*** ENTRIES SHOWN ***

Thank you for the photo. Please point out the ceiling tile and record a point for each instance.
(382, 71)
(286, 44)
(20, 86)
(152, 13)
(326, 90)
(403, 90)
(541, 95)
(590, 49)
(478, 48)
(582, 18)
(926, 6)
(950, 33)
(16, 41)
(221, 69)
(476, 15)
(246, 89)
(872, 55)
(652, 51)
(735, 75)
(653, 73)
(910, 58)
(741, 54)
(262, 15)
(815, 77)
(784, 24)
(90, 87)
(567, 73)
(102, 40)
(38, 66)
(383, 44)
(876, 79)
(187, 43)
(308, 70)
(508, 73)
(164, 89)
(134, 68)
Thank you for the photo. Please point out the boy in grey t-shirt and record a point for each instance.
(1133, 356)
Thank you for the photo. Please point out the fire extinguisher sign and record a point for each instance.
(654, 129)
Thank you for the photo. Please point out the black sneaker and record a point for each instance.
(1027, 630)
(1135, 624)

*** End of ENTRIES SHOWN ***
*** ENTRIES SHOWN ***

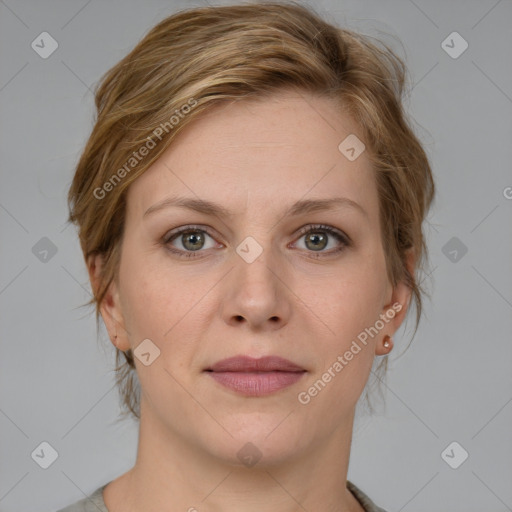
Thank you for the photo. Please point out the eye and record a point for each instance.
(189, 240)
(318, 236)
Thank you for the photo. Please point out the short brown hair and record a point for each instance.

*** End of ENTRIES SHOWN ***

• WHAT TO DO:
Output the lines of the records above exactly as they appear, from the line containing "Thank you for the photo. Please point out the eye" through the line containing "Thank you for the photo. Please point out the short".

• ANSWER AREA:
Thank you for the photo. Please point out the eye and record a point for each instance.
(189, 240)
(318, 236)
Thank you for the photo. Please point out the short brown hair and record a point for each instance.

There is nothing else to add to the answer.